----- Material supplied -----
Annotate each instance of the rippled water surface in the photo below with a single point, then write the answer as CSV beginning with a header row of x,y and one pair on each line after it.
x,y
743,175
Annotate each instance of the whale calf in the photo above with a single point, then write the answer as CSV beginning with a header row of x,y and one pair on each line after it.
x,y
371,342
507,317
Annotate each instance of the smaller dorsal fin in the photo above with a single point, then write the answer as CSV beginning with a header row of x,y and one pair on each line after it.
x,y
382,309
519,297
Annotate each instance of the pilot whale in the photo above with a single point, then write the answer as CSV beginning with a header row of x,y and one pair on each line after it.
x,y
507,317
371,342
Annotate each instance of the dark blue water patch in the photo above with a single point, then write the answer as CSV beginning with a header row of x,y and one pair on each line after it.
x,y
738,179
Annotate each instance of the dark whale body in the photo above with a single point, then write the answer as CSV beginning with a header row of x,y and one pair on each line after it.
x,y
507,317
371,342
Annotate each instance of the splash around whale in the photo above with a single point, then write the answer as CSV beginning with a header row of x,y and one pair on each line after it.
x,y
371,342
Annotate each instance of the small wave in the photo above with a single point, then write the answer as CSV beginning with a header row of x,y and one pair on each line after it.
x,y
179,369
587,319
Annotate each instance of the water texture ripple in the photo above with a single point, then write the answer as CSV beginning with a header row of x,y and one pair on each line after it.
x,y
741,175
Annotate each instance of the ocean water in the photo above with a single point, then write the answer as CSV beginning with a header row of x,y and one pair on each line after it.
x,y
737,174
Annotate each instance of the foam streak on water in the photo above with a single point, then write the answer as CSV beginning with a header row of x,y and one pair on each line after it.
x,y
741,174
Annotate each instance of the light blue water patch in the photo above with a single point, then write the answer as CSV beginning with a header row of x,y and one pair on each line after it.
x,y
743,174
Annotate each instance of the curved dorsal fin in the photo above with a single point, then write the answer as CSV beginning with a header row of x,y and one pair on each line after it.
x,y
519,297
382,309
-----
**Problem details:**
Print all of the records, leaving each one exactly as it appears above.

**Answer space:**
Annotate each instance of the rippled water surface in the photo below with a single point, then write the answer as CSV beginning with a header row of x,y and one pair on each line after it.
x,y
743,175
Annotate each instance of the whale calf in the photo above with a single point, then write the answer as CSV beginning with a header row of x,y and one pair on each line after it.
x,y
371,342
507,317
Annotate each instance of the smaller dorsal fin in the photo above with a single point, then write the answer as CSV beginning with a header row of x,y and one pair on each line after it.
x,y
382,309
519,297
Annotate each instance of the pilot whale in the photo above with a single point, then write the answer as CSV beginning with a header row of x,y and one pair on each line after it.
x,y
507,317
371,342
Annotate each instance of the dark blue water patch in the photo above with a single point, then write the answer as CSV beginning with a header row of x,y and one pair on each line after it.
x,y
738,179
Annotate each instance of the dark whale body in the photo above with a single point, then write the answer as CSV beginning with a header row of x,y and one pair on each line after it.
x,y
507,317
371,342
Annotate each instance of the splash around whale in the photo above with a single point, then write the answer as CSV beginning with a header row of x,y and one pair on each line after it.
x,y
371,342
Annotate each instance of the small wave in the photo above with a single point, then write the answer as CSV beginning with a header row of x,y and one pair on each line after it.
x,y
179,369
587,319
Annotate each instance of the water texture ripple in the photo above with a single point, then write the answer as CSV beginning with a header row of x,y and one pair on each line after it.
x,y
741,175
Annotate each instance of the ocean water in the photo above with a single point, then write the answer as CSV beginning with a header row of x,y and one pair on each line after it.
x,y
737,174
Annotate each instance of the foam streak on water in the photo above with a single point, then write the answer as CSV beginning with a header row of x,y and one pair on each line after it.
x,y
741,174
Annotate each instance of the light blue water patch in the photo above with a single point, then write the answer as CSV beginning with a header row of x,y and one pair on each line after it.
x,y
743,174
Annotate each instance of the curved dorsal fin in the photo above with a single point, then write the answer as CSV beginning with a header row of x,y and one pair on each line after it.
x,y
519,297
382,309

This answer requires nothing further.